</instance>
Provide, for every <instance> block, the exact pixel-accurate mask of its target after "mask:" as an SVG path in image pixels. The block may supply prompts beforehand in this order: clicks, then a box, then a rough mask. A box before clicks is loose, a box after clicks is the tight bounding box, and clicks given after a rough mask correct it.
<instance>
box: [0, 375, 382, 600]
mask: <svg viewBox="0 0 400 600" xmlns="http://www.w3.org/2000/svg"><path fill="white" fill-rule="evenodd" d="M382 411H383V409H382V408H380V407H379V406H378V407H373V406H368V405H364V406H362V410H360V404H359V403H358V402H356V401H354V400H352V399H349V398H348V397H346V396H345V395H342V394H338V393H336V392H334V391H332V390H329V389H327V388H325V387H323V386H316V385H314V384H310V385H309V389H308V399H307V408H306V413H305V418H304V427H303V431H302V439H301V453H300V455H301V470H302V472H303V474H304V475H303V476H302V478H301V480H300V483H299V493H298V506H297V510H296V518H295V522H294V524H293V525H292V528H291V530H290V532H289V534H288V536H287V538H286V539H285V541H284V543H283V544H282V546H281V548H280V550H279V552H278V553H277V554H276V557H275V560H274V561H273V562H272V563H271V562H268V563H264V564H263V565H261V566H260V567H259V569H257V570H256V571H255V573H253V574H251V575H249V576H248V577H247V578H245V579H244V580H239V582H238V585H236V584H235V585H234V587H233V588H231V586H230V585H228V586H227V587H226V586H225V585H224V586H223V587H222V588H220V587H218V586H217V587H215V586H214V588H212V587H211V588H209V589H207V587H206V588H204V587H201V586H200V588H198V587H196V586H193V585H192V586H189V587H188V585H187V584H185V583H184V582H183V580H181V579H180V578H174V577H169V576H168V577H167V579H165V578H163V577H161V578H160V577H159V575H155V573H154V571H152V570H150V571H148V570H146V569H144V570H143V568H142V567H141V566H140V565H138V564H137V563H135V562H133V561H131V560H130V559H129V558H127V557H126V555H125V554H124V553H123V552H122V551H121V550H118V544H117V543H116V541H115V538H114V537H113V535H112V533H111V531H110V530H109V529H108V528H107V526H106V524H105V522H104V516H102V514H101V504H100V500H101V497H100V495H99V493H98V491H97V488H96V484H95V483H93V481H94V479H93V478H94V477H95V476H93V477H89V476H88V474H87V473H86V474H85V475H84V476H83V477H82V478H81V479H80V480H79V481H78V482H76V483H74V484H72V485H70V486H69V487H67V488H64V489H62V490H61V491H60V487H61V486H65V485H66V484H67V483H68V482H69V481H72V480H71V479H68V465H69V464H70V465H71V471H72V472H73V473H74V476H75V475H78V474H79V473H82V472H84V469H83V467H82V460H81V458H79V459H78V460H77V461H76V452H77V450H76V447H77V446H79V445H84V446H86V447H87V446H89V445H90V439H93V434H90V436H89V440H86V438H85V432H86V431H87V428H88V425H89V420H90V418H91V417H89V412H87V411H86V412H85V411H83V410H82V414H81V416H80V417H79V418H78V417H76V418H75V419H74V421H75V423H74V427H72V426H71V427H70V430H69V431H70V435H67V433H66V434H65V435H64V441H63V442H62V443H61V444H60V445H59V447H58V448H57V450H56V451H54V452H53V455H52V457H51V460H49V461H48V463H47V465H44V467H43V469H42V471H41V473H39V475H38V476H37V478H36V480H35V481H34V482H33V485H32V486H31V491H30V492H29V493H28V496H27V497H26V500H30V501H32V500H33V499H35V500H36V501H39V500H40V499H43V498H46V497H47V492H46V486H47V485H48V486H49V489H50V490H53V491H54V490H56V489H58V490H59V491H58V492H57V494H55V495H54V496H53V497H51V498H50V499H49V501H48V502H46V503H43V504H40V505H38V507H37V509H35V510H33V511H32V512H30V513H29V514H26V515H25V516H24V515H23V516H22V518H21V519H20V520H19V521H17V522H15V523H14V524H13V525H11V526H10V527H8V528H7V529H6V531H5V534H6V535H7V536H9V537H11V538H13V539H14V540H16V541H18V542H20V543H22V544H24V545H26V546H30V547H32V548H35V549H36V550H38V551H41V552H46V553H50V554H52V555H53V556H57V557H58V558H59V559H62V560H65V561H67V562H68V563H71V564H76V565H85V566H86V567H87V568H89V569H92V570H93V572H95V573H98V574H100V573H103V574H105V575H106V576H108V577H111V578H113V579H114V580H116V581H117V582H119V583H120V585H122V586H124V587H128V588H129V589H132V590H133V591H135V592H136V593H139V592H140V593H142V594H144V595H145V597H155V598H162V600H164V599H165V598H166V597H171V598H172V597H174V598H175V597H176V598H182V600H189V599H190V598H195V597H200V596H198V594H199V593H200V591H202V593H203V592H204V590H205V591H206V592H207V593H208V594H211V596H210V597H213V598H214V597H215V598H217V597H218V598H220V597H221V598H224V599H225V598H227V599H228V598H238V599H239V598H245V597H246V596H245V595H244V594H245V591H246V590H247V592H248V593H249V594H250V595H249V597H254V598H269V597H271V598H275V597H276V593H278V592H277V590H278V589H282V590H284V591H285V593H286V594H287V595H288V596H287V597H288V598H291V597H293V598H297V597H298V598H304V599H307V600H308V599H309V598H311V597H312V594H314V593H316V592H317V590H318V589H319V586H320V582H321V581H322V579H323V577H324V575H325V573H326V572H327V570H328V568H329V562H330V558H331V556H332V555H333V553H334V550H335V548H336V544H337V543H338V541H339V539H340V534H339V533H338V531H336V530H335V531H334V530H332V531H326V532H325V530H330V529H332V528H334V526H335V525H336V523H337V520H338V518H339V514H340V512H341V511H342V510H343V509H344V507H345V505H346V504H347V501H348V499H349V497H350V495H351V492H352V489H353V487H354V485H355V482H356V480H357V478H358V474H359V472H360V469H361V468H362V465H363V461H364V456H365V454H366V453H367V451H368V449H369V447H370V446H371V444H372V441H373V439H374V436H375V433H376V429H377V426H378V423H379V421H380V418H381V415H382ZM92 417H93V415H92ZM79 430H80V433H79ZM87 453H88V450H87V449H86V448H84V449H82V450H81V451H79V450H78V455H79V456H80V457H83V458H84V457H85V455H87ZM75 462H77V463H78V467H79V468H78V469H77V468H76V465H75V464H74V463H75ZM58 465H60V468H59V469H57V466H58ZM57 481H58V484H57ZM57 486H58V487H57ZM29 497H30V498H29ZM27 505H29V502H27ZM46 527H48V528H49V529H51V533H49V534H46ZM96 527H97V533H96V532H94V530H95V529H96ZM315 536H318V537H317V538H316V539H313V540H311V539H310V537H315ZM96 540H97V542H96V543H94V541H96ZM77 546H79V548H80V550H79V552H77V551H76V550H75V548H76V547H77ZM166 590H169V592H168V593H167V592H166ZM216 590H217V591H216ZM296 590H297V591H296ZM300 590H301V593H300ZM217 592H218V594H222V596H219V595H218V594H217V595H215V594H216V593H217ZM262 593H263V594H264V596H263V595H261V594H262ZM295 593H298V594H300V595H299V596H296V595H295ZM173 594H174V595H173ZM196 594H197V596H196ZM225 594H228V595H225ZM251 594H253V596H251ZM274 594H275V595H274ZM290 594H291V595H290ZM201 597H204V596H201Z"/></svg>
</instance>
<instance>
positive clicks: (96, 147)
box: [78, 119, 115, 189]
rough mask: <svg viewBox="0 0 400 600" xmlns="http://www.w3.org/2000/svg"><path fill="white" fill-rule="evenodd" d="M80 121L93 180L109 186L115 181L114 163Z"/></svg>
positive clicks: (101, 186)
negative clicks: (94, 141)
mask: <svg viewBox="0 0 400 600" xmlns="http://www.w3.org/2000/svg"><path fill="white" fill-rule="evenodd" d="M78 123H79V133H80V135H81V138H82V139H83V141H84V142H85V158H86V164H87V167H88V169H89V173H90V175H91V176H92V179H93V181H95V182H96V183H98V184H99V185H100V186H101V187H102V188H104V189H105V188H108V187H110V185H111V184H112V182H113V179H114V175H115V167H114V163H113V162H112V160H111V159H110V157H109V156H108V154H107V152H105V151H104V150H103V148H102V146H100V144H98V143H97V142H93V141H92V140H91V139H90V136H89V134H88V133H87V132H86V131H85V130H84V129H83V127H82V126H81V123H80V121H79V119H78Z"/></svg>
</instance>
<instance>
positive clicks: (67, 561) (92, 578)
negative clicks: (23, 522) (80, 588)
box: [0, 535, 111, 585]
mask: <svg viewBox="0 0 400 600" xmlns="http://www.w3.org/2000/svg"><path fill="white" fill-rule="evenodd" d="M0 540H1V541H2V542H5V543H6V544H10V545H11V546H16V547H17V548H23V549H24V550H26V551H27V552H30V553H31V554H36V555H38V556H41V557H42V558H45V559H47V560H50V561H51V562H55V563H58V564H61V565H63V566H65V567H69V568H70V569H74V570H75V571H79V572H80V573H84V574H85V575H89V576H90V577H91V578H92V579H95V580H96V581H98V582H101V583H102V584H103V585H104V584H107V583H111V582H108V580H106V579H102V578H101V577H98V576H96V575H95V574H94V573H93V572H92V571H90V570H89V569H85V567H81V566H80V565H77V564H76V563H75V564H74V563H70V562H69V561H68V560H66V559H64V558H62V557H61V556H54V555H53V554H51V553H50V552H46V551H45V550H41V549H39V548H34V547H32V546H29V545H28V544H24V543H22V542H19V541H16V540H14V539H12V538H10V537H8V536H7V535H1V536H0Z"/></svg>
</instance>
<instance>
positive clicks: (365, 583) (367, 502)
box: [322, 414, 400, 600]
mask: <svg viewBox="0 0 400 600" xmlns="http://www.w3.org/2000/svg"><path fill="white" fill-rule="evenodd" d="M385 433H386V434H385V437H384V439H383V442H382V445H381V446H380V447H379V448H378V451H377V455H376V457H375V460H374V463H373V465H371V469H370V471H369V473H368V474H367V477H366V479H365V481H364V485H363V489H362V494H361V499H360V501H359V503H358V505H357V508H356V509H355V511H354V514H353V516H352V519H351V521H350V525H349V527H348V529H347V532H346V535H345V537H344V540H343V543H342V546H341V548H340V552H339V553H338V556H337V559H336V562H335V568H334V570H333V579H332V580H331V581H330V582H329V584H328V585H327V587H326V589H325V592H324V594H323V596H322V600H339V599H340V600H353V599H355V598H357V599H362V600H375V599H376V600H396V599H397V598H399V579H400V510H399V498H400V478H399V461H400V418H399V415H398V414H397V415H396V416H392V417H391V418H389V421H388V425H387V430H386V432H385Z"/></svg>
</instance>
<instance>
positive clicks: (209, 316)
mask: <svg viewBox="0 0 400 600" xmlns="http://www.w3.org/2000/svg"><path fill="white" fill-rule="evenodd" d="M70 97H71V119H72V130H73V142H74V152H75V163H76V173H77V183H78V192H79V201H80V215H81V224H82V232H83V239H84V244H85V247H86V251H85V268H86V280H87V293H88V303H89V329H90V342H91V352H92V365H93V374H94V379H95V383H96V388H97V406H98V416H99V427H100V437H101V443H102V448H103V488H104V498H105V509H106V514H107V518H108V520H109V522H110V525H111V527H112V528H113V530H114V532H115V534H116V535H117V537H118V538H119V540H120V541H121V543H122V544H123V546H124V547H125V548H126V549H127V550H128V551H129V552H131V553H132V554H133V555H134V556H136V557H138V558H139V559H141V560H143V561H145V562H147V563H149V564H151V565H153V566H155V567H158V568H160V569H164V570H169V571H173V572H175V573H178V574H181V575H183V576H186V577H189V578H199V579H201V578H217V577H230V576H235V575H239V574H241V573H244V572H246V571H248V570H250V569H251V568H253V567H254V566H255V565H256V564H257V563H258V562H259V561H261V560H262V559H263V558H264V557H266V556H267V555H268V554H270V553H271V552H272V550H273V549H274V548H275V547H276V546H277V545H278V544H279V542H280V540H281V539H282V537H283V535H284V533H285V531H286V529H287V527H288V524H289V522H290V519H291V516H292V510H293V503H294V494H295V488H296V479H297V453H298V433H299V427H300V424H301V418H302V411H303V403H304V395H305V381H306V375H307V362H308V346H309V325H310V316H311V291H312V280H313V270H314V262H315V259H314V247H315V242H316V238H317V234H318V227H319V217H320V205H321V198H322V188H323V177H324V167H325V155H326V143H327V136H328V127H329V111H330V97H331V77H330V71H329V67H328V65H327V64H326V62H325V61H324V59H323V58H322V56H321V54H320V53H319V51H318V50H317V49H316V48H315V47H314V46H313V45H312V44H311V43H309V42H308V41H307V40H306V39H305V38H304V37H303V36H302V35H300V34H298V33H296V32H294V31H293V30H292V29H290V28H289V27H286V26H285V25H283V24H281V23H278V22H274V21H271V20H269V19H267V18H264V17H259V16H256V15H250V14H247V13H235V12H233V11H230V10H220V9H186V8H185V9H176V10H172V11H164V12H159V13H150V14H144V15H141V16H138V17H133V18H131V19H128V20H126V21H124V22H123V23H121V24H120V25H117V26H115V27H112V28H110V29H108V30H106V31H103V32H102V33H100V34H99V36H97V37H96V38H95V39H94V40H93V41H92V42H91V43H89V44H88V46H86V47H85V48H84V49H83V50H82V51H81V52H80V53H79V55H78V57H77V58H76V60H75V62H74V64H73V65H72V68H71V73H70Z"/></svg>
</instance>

= = =

Copy the data from its very first line down through the line that contains "box: [0, 375, 382, 600]", keeping every character the same.

### [Solution to this exercise]
</instance>
Provide, for every <instance> block, the exact pixel-accurate mask of its target after "mask:" as an SVG path in image pixels. The block may supply prompts beforehand in this order: clicks, then a box, then a rough mask. A box before clicks is loose, a box after clicks is the tight bounding box, and clicks given after a rough mask correct it.
<instance>
box: [0, 375, 382, 600]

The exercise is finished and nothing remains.